Task goal: Output the part of the forum thread below about the daughter's middle name word for word, starting at "## 4ndr3w (May" and ending at "BobVigneault (May 2, 2006)".

Text shown:

# Our daughter changed her middle name



## ReformedWretch (May 2, 2006)

As most of you know she was married last summer. She loves her husband, but didn't want to lose our family name either. She recently told us that a few months ago she legally changed her middle name to Leavelle.

Her mother and I were touched by it. (For those who may not know we adopted our daughter just a few years ago after she had been in our care for years.)


----------



## blhowes (May 2, 2006)

That must have been quite a blessing for you! Amen!


----------



## 4ndr3w (May 2, 2006)

Faithful to God's commandment to honor thy father and mother. 
May she have long life 
:bigsmile:


----------



## BobVigneault (May 2, 2006)

That's great to hear, you are blessed Adam.


----------



## Bladestunner316 (May 3, 2006)




----------



## believer (May 3, 2006)

i know how much this means to you..........we are pleased, also........


----------



## tdowns (May 3, 2006)

*Nice!!!!!*

Praise God.


----------



## turmeric (May 3, 2006)




----------



## ReformedWretch (May 4, 2006)

Thanks all!

Keep in mind we NEVER asked her to do this. She made the decision herself and surprised us with it when she came up for Easter dinner.


----------

Excerpted data:
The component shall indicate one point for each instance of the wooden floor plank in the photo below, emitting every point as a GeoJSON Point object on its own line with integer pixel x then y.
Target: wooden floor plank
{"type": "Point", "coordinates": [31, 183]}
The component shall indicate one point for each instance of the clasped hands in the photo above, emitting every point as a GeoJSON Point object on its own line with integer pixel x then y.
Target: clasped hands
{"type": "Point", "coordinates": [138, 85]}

Task output:
## 4ndr3w (May 2, 2006)

Faithful to God's commandment to honor thy father and mother. 
May she have long life 
:bigsmile:


----------



## BobVigneault (May 2, 2006)